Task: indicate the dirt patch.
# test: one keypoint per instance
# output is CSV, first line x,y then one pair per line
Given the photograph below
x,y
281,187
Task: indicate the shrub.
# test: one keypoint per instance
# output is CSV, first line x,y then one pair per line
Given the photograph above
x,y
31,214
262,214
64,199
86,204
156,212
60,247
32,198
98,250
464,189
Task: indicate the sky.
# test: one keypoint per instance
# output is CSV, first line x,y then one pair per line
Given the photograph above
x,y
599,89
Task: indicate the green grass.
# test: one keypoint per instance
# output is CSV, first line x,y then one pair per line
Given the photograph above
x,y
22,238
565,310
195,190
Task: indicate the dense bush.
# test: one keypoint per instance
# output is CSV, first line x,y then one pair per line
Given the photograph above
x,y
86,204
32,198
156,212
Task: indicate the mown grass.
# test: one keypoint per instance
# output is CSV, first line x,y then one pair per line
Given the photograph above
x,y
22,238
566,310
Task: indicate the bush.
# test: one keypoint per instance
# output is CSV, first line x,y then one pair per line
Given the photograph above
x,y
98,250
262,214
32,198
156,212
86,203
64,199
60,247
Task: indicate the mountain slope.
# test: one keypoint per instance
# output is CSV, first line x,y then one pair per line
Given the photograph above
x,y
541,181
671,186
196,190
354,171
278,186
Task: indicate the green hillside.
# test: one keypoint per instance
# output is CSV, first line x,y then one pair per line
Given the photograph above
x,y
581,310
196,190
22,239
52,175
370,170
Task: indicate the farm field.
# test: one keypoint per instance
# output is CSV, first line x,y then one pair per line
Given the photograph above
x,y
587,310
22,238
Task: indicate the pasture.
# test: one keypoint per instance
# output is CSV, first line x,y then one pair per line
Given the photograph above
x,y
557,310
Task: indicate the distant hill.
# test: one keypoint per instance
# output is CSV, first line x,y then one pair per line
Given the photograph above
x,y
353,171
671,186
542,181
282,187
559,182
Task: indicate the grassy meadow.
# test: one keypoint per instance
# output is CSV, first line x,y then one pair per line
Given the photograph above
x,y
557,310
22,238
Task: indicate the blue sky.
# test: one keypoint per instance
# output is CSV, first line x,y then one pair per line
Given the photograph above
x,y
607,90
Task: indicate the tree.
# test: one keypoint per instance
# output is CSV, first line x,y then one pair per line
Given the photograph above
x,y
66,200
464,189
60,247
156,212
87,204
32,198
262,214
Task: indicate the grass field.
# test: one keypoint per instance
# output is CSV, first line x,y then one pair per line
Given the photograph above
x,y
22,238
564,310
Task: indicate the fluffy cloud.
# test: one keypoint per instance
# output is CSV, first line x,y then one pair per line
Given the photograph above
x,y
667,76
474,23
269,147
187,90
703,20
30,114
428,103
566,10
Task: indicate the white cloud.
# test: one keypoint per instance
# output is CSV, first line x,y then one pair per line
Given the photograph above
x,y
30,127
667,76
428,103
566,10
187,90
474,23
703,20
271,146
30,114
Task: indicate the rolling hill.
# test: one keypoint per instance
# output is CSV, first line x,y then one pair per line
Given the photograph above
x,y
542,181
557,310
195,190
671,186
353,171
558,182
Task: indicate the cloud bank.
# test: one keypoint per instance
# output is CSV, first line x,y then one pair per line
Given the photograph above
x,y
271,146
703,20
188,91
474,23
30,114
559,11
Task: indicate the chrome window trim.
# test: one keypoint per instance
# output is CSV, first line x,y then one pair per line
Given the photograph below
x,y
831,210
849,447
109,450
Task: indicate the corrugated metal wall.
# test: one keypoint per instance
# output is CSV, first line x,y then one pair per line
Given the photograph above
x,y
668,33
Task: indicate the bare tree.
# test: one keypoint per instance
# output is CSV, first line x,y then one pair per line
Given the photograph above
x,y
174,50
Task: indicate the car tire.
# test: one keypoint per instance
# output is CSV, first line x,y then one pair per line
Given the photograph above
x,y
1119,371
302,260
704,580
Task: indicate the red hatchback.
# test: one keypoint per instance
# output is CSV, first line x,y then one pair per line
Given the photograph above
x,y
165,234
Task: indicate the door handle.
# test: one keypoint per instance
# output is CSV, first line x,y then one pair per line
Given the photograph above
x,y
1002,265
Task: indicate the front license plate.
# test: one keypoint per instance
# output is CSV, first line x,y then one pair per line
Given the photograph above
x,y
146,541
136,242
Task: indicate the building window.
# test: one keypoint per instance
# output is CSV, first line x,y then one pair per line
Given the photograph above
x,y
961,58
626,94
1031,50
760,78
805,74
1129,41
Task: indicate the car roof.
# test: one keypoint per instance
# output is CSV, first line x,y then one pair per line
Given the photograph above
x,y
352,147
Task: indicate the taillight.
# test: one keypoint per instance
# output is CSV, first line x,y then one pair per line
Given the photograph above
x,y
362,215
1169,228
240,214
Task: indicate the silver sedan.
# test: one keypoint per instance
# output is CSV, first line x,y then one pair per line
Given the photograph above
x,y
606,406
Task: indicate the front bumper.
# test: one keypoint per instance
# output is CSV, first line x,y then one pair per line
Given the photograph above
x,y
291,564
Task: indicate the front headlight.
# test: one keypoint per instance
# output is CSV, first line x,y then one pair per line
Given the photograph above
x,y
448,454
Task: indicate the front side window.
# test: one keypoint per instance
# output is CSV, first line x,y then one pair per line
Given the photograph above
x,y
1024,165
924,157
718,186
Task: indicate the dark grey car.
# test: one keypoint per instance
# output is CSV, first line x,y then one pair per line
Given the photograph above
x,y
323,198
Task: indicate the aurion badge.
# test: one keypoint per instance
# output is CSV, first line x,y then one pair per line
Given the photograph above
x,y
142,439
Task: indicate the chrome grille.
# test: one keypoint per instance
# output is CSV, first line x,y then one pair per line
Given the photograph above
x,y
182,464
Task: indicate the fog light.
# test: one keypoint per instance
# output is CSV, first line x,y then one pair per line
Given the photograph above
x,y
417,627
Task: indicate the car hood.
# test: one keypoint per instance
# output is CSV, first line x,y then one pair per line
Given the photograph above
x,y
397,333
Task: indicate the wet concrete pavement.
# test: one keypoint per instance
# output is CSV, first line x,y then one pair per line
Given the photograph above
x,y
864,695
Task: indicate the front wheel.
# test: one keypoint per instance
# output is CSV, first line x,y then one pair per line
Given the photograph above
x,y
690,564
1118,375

• • • • •

Given task -> Present every line of the items above as a Markdown table with two columns, Row and Line. Number the rows in order and leave out blank lines.

Result of this task ->
| Row | Line |
|---|---|
| 1 | Task: indicate the dirt patch. |
| 2 | # test: one keypoint per instance |
| 3 | # output is CSV, first line x,y then one pair per line |
| 4 | Given the photograph below |
| 5 | x,y |
| 6 | 281,187 |
| 7 | Task: indicate the shrub. |
| 8 | # test: one keypoint per instance |
| 9 | # output is CSV, first line x,y then one pair per line |
| 10 | Given the photograph above |
| 11 | x,y |
| 12 | 31,214 |
| 13 | 262,214 |
| 14 | 64,199 |
| 15 | 86,204 |
| 16 | 156,212 |
| 17 | 60,247 |
| 18 | 32,198 |
| 19 | 98,250 |
| 20 | 464,189 |
| 21 | Task: indicate the sky. |
| 22 | # test: one keypoint per instance |
| 23 | # output is CSV, first line x,y then one pair per line |
| 24 | Given the photograph above |
| 25 | x,y |
| 26 | 599,89 |
| 27 | Task: indicate the green grass. |
| 28 | # test: one keypoint per instance |
| 29 | # output is CSV, first line x,y then one pair per line |
| 30 | Given the photograph above |
| 31 | x,y |
| 32 | 22,238 |
| 33 | 565,310 |
| 34 | 195,190 |
| 35 | Task: indicate the dense bush. |
| 36 | # test: one keypoint per instance |
| 37 | # output is CSV, first line x,y then one pair per line |
| 38 | Given the photograph above |
| 39 | x,y |
| 40 | 86,204 |
| 41 | 32,198 |
| 42 | 156,212 |
| 43 | Task: indicate the mown grass. |
| 44 | # test: one keypoint per instance |
| 45 | # output is CSV, first line x,y then one pair per line |
| 46 | Given the photograph above |
| 47 | x,y |
| 48 | 22,238 |
| 49 | 566,310 |
| 50 | Task: indicate the bush. |
| 51 | # test: one keypoint per instance |
| 52 | # output is CSV, first line x,y then one pair per line |
| 53 | Given the photograph above |
| 54 | x,y |
| 55 | 98,250 |
| 56 | 262,214 |
| 57 | 32,198 |
| 58 | 156,212 |
| 59 | 86,203 |
| 60 | 64,199 |
| 61 | 60,247 |
| 62 | Task: indicate the mountain slope. |
| 63 | # test: one keypoint per instance |
| 64 | # output is CSV, first line x,y then one pair per line |
| 65 | Given the photograph above |
| 66 | x,y |
| 67 | 541,181 |
| 68 | 671,186 |
| 69 | 196,190 |
| 70 | 354,171 |
| 71 | 278,186 |
| 72 | Task: indicate the green hillside. |
| 73 | # test: one keypoint per instance |
| 74 | # output is CSV, first line x,y then one pair per line |
| 75 | Given the photograph above |
| 76 | x,y |
| 77 | 581,310 |
| 78 | 196,190 |
| 79 | 22,239 |
| 80 | 52,175 |
| 81 | 370,170 |
| 82 | Task: indicate the farm field. |
| 83 | # test: one keypoint per instance |
| 84 | # output is CSV, first line x,y then one pair per line |
| 85 | Given the photograph above |
| 86 | x,y |
| 87 | 587,310 |
| 88 | 22,238 |
| 89 | Task: indicate the pasture. |
| 90 | # test: one keypoint per instance |
| 91 | # output is CSV, first line x,y then one pair per line |
| 92 | Given the photograph above |
| 93 | x,y |
| 94 | 557,310 |
| 95 | Task: indicate the distant hill. |
| 96 | # test: one keypoint per instance |
| 97 | # output is CSV, first line x,y then one pair per line |
| 98 | Given the photograph above |
| 99 | x,y |
| 100 | 353,171 |
| 101 | 671,186 |
| 102 | 542,181 |
| 103 | 282,187 |
| 104 | 559,182 |
| 105 | Task: indicate the grassy meadow. |
| 106 | # test: one keypoint per instance |
| 107 | # output is CSV, first line x,y then one pair per line |
| 108 | Given the photograph above |
| 109 | x,y |
| 110 | 557,310 |
| 111 | 22,238 |
| 112 | Task: indicate the blue sky. |
| 113 | # test: one keypoint per instance |
| 114 | # output is CSV, first line x,y then one pair per line |
| 115 | Given the photograph above |
| 116 | x,y |
| 117 | 607,90 |
| 118 | Task: indicate the tree. |
| 119 | # test: one keypoint per instance |
| 120 | # output is CSV, first line x,y then one pair per line |
| 121 | Given the photograph above |
| 122 | x,y |
| 123 | 66,200 |
| 124 | 464,189 |
| 125 | 60,247 |
| 126 | 156,212 |
| 127 | 87,204 |
| 128 | 32,198 |
| 129 | 262,214 |
| 130 | Task: indicate the grass field. |
| 131 | # test: one keypoint per instance |
| 132 | # output is CSV, first line x,y then one pair per line |
| 133 | Given the photograph above |
| 134 | x,y |
| 135 | 22,238 |
| 136 | 564,310 |
| 137 | Task: indicate the fluffy cloud. |
| 138 | # test: one keypoint per instance |
| 139 | # output is CSV, first line x,y then one pair per line |
| 140 | Given the photograph above |
| 141 | x,y |
| 142 | 667,76 |
| 143 | 474,23 |
| 144 | 269,147 |
| 145 | 187,90 |
| 146 | 703,20 |
| 147 | 30,114 |
| 148 | 428,103 |
| 149 | 566,10 |
| 150 | Task: indicate the white cloud. |
| 151 | # test: one keypoint per instance |
| 152 | # output is CSV, first line x,y then one pair per line |
| 153 | Given the photograph above |
| 154 | x,y |
| 155 | 30,127 |
| 156 | 667,76 |
| 157 | 428,103 |
| 158 | 566,10 |
| 159 | 187,90 |
| 160 | 474,23 |
| 161 | 703,20 |
| 162 | 271,146 |
| 163 | 30,114 |
| 164 | Task: indicate the rolling hill. |
| 165 | # test: one keypoint per instance |
| 166 | # output is CSV, first line x,y then one pair per line |
| 167 | Given the photograph above |
| 168 | x,y |
| 169 | 542,181 |
| 170 | 557,310 |
| 171 | 195,190 |
| 172 | 671,186 |
| 173 | 353,171 |
| 174 | 558,182 |
| 175 | Task: indicate the cloud bank. |
| 176 | # test: one keypoint per instance |
| 177 | # output is CSV, first line x,y then one pair per line |
| 178 | Given the photograph above |
| 179 | x,y |
| 180 | 271,146 |
| 181 | 703,20 |
| 182 | 188,91 |
| 183 | 474,23 |
| 184 | 30,114 |
| 185 | 559,11 |
| 186 | Task: indicate the chrome window trim. |
| 187 | # test: one keypoint per instance |
| 188 | # output is CSV, first line x,y then one pair per line |
| 189 | Given the photograph below |
| 190 | x,y |
| 191 | 831,210 |
| 192 | 849,447 |
| 193 | 109,450 |
| 194 | Task: indicate the corrugated metal wall. |
| 195 | # test: one keypoint per instance |
| 196 | # output is CSV, first line x,y then one pair per line |
| 197 | Given the photograph above |
| 198 | x,y |
| 199 | 668,33 |
| 200 | Task: indicate the bare tree. |
| 201 | # test: one keypoint per instance |
| 202 | # output is CSV, first line x,y then one pair per line |
| 203 | Given the photograph above |
| 204 | x,y |
| 205 | 174,50 |
| 206 | Task: indicate the car tire. |
| 207 | # test: one keypoint per instance |
| 208 | # output is CSV, first line x,y then one pair per line |
| 209 | Given the photograph above |
| 210 | x,y |
| 211 | 1119,371 |
| 212 | 302,260 |
| 213 | 704,580 |
| 214 | Task: indicate the red hatchback. |
| 215 | # test: one keypoint per instance |
| 216 | # output is CSV, first line x,y then one pair per line |
| 217 | Given the photograph above |
| 218 | x,y |
| 219 | 165,234 |
| 220 | Task: indicate the door handle. |
| 221 | # test: one keypoint per instance |
| 222 | # output is CSV, first line x,y then one pair per line |
| 223 | Given the photograph above |
| 224 | x,y |
| 225 | 1002,265 |
| 226 | Task: indicate the front license plate. |
| 227 | # test: one keypoint per instance |
| 228 | # output is CSV, first line x,y then one pair per line |
| 229 | Given the photograph above |
| 230 | x,y |
| 231 | 146,541 |
| 232 | 136,242 |
| 233 | Task: indicate the building window. |
| 234 | # test: one keypoint per instance |
| 235 | # output is CSV, first line x,y then one pair per line |
| 236 | Given the photograph above |
| 237 | x,y |
| 238 | 961,58 |
| 239 | 626,94 |
| 240 | 1031,50 |
| 241 | 760,78 |
| 242 | 805,74 |
| 243 | 1129,41 |
| 244 | Task: indicate the car roof. |
| 245 | # test: one keypoint per instance |
| 246 | # output is CSV, first line x,y then one pair per line |
| 247 | Given the photograph above |
| 248 | x,y |
| 249 | 352,147 |
| 250 | Task: indicate the taillight. |
| 251 | # test: one keypoint per instance |
| 252 | # output is CSV, first line x,y then one pair per line |
| 253 | Given the photograph above |
| 254 | x,y |
| 255 | 362,215 |
| 256 | 1169,228 |
| 257 | 240,214 |
| 258 | Task: indicate the silver sedan. |
| 259 | # test: one keypoint per instance |
| 260 | # output is CSV, first line x,y then one pair per line |
| 261 | Given the photograph above |
| 262 | x,y |
| 263 | 606,406 |
| 264 | Task: indicate the front bumper. |
| 265 | # test: one keypoint per instance |
| 266 | # output is CSV, first line x,y then one pair per line |
| 267 | Given the photograph above |
| 268 | x,y |
| 269 | 291,564 |
| 270 | Task: indicate the front headlight. |
| 271 | # test: one keypoint per instance |
| 272 | # output is CSV, first line x,y then one pair per line |
| 273 | Given the photograph above |
| 274 | x,y |
| 275 | 448,454 |
| 276 | Task: indicate the front side window. |
| 277 | # test: one keypoint per instance |
| 278 | # output is CSV, first line x,y then one pair per line |
| 279 | Given the photograph above |
| 280 | x,y |
| 281 | 1024,165 |
| 282 | 924,157 |
| 283 | 718,186 |
| 284 | Task: indicate the dark grey car. |
| 285 | # test: one keypoint per instance |
| 286 | # output is CSV, first line x,y then one pair per line |
| 287 | Given the photograph above |
| 288 | x,y |
| 289 | 323,198 |
| 290 | Task: indicate the aurion badge. |
| 291 | # test: one keypoint per instance |
| 292 | # output is CSV, first line x,y then one pair per line |
| 293 | Given the photograph above |
| 294 | x,y |
| 295 | 142,439 |
| 296 | Task: indicate the chrome grille. |
| 297 | # test: one keypoint per instance |
| 298 | # output is CSV, first line x,y then one pair per line |
| 299 | Given the photograph above |
| 300 | x,y |
| 301 | 182,464 |
| 302 | Task: indicate the fog light. |
| 303 | # test: one keypoint per instance |
| 304 | # output is CSV, first line x,y then one pair per line |
| 305 | Given the photograph above |
| 306 | x,y |
| 307 | 417,627 |
| 308 | Task: indicate the car hood. |
| 309 | # test: one keypoint per instance |
| 310 | # output is CSV, first line x,y then one pair per line |
| 311 | Given the photograph above |
| 312 | x,y |
| 313 | 397,333 |
| 314 | Task: indicate the wet concrete pavement. |
| 315 | # test: one keypoint per instance |
| 316 | # output is CSV, first line x,y then one pair per line |
| 317 | Given the photograph above |
| 318 | x,y |
| 319 | 864,695 |
| 320 | Task: indicate the front wheel. |
| 321 | # test: one keypoint per instance |
| 322 | # output is CSV, first line x,y then one pair per line |
| 323 | Given the photograph above |
| 324 | x,y |
| 325 | 690,564 |
| 326 | 1118,375 |